SHORT PROBLEM: Select every row below that contains the word "light", and copy each one. Case matters, so a row counts only if the word appears with the same capitalization.

=== PROVIDED INFORMATION ===

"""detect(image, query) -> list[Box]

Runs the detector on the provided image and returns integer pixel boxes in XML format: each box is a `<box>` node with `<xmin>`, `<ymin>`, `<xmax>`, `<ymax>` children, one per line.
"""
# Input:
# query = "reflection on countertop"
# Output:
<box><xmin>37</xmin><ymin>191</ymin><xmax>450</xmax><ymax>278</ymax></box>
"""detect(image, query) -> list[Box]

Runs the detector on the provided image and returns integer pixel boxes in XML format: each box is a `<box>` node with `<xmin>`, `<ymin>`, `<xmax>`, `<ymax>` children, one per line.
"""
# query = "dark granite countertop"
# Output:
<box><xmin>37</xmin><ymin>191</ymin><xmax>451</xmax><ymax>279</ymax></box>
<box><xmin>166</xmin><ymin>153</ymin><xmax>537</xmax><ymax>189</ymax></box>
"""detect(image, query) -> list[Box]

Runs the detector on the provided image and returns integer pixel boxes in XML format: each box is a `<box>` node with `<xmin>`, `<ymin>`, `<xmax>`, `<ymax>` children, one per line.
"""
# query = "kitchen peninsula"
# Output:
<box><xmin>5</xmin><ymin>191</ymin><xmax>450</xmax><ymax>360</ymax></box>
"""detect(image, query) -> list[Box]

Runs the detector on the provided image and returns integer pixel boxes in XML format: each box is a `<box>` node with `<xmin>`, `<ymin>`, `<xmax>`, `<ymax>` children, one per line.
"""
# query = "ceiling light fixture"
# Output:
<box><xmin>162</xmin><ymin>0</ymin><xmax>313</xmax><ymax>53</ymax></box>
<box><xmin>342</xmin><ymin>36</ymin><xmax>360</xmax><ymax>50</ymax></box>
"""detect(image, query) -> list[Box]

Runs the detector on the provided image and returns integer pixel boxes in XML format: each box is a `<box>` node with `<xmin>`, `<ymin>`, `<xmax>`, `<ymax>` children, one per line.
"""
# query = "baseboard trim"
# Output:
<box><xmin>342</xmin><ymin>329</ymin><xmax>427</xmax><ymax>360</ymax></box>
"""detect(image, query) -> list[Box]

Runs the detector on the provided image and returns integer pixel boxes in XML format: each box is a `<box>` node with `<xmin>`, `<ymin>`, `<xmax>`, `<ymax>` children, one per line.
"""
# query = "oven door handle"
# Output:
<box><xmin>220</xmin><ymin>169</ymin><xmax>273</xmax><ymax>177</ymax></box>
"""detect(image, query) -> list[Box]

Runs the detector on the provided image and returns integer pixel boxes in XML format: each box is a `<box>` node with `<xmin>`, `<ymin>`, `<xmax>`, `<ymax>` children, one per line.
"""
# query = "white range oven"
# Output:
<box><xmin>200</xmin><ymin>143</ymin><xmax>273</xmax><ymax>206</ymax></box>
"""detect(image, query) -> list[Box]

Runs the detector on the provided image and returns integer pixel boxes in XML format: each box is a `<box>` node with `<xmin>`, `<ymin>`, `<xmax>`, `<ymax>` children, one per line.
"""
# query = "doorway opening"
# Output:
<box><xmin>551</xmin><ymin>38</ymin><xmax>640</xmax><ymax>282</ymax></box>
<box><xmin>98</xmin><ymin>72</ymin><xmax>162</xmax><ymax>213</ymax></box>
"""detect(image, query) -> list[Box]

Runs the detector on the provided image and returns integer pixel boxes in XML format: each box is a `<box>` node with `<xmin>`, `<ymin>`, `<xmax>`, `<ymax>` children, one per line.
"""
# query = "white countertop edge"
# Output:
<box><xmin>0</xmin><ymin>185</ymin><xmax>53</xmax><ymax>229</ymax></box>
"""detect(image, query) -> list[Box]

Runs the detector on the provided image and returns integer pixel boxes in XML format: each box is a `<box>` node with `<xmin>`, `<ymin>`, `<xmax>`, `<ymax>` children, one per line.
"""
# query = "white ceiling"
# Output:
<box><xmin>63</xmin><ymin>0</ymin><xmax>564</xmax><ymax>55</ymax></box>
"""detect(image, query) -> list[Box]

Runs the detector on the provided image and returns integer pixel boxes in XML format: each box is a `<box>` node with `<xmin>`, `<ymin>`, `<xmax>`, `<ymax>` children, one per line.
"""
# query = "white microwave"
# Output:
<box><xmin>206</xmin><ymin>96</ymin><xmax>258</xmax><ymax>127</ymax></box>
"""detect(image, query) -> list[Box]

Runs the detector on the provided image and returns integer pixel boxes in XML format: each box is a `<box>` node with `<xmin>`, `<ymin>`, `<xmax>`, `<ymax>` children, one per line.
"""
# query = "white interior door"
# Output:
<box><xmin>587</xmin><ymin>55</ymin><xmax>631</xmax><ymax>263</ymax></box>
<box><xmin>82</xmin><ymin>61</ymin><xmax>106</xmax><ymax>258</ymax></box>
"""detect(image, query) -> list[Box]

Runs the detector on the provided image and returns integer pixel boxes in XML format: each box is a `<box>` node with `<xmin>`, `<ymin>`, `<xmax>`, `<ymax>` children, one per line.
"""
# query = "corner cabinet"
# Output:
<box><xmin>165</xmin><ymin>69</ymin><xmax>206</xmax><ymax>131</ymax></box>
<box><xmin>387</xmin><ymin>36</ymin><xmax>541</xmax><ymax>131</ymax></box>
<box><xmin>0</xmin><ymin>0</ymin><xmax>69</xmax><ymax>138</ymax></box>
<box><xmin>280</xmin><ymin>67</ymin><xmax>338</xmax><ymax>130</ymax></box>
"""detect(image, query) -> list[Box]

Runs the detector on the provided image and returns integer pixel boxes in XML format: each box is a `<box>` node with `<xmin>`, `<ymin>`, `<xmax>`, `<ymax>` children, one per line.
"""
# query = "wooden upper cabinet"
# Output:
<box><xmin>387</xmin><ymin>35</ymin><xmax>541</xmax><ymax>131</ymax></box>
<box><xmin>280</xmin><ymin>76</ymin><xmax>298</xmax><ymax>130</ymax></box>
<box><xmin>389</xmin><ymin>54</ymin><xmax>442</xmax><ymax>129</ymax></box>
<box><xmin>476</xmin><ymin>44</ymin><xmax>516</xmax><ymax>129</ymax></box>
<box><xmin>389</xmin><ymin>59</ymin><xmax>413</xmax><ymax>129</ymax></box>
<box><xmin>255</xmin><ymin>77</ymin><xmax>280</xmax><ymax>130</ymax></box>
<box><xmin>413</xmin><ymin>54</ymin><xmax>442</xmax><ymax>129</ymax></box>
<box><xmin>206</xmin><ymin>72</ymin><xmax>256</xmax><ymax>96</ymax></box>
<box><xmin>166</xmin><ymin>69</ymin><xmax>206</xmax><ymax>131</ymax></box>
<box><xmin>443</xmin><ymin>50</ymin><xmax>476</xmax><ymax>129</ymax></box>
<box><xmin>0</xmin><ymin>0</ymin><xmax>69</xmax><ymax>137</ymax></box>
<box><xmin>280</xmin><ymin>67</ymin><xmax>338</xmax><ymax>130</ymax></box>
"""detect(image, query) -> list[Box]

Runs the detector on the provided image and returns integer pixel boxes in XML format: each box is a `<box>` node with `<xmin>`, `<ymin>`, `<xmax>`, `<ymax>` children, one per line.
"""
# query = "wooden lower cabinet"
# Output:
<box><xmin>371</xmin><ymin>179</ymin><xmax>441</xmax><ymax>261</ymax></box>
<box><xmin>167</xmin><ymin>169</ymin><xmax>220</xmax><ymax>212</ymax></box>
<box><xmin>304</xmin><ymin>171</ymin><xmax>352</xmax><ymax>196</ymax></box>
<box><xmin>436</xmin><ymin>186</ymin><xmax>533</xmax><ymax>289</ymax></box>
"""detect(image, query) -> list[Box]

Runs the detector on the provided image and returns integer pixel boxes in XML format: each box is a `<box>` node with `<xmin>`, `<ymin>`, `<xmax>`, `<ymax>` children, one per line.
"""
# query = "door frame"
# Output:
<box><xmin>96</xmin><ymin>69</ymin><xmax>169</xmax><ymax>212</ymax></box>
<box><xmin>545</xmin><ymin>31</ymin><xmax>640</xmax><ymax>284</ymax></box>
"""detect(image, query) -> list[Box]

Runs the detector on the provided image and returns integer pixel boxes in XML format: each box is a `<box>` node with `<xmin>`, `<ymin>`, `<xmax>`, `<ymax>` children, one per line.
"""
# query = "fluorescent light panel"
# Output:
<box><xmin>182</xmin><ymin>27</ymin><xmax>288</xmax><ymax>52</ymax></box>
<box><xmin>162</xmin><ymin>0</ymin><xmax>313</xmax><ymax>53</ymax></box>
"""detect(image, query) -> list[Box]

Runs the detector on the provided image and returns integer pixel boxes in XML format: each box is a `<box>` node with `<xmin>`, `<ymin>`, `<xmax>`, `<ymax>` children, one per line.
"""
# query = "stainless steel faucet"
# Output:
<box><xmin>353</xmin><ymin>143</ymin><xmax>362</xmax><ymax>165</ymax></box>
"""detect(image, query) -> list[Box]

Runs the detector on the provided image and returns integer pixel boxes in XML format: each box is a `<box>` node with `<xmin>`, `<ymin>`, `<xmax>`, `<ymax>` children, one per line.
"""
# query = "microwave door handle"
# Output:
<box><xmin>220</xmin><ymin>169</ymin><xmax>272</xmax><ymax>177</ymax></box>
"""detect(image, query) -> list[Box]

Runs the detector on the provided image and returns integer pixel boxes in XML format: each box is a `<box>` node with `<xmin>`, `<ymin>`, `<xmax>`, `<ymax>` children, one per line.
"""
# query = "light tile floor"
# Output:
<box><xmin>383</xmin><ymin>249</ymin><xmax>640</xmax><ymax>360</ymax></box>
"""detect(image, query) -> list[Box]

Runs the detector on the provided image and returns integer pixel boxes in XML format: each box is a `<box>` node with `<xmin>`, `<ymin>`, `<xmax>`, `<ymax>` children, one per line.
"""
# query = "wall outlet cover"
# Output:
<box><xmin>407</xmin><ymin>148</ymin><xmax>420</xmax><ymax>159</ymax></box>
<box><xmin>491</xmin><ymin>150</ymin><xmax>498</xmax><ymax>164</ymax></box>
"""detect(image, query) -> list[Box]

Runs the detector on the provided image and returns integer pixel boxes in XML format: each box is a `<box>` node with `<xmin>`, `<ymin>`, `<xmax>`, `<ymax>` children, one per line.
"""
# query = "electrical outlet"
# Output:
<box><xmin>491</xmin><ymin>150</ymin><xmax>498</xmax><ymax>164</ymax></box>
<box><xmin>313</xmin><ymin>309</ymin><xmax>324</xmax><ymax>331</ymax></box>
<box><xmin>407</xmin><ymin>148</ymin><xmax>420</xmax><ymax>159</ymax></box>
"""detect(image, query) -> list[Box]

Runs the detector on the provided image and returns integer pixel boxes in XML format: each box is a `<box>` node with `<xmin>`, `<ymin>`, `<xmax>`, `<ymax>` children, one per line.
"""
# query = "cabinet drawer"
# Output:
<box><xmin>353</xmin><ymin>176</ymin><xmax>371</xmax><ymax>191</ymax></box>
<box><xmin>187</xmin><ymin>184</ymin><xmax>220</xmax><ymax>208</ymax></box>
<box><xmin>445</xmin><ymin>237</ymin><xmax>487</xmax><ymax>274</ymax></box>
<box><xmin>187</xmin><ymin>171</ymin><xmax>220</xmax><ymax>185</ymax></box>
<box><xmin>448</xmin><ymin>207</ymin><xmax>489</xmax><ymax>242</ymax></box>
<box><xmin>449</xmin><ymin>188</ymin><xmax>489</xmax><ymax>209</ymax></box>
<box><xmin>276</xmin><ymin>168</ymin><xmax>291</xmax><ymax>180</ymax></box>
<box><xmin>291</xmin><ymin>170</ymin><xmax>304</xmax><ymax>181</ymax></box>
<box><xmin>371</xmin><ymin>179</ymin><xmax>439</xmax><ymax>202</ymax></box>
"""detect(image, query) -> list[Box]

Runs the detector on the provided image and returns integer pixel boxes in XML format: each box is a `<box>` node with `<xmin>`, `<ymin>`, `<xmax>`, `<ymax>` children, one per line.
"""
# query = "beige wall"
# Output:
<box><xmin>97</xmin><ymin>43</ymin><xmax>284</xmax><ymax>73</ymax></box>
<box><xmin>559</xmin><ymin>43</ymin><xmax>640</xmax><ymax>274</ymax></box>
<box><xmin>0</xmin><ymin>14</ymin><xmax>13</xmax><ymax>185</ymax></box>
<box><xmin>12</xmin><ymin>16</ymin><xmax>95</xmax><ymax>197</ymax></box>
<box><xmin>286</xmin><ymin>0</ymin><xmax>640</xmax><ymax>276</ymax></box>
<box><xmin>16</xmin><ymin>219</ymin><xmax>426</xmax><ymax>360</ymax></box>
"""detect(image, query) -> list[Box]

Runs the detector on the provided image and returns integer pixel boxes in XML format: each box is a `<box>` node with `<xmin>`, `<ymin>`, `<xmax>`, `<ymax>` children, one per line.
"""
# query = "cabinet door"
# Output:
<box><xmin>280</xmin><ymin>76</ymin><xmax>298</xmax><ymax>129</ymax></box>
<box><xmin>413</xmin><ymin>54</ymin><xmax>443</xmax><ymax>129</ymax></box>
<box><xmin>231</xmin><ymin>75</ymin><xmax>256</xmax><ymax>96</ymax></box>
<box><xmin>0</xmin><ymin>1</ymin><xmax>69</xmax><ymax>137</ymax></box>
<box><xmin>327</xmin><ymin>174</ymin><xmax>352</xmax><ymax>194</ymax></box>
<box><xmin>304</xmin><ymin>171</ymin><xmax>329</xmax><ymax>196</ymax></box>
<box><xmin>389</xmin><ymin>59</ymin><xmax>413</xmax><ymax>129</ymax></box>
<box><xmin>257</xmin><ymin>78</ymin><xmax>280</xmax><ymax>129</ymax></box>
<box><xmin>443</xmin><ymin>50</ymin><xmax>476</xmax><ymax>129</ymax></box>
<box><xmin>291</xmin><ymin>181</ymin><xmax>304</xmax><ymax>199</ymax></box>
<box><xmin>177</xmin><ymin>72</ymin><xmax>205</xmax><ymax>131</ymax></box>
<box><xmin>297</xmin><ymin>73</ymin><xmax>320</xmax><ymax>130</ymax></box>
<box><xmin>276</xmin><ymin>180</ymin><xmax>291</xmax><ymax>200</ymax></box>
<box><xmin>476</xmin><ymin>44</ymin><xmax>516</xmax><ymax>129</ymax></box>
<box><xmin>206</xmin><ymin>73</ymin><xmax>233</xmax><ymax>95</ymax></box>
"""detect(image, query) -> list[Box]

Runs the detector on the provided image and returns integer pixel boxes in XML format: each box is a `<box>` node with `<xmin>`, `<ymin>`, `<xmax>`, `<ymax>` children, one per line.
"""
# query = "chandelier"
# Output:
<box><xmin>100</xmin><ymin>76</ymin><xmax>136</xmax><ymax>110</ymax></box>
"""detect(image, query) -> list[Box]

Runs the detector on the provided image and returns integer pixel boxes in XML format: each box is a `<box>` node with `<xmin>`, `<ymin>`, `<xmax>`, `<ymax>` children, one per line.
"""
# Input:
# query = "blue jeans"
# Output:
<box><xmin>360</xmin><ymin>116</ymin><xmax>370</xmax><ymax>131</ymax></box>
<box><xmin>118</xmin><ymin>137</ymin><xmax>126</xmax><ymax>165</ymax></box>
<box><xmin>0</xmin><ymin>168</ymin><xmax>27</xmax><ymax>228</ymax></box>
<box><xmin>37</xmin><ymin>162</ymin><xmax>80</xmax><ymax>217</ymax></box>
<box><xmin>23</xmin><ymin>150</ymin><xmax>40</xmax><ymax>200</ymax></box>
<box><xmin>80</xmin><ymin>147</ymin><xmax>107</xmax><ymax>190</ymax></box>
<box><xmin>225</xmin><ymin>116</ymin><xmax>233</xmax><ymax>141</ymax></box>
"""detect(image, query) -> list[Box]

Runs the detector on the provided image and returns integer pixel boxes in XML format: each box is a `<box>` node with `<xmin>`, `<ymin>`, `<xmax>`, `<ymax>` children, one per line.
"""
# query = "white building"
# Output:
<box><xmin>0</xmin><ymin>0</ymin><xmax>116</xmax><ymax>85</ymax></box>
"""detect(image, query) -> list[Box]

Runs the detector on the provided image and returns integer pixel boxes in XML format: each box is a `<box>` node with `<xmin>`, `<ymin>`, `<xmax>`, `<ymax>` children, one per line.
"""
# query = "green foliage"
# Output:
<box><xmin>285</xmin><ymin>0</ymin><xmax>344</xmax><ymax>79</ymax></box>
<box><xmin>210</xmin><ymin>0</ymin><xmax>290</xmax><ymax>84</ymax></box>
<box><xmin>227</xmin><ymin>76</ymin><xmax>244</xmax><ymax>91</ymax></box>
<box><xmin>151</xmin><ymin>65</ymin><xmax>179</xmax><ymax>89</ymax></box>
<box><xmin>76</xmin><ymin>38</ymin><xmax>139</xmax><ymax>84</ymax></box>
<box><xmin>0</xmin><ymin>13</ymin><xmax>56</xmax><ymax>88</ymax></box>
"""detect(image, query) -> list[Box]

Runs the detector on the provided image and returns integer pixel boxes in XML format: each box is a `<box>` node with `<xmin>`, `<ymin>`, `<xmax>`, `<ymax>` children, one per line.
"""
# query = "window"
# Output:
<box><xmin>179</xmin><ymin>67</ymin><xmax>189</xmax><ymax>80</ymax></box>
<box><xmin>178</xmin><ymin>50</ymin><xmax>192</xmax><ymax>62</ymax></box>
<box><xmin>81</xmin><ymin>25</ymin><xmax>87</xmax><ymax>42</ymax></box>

===

SOLUTION TO THE PROBLEM:
# query = "ceiling light fixture"
# query = "fluorescent light panel"
# query = "light tile floor"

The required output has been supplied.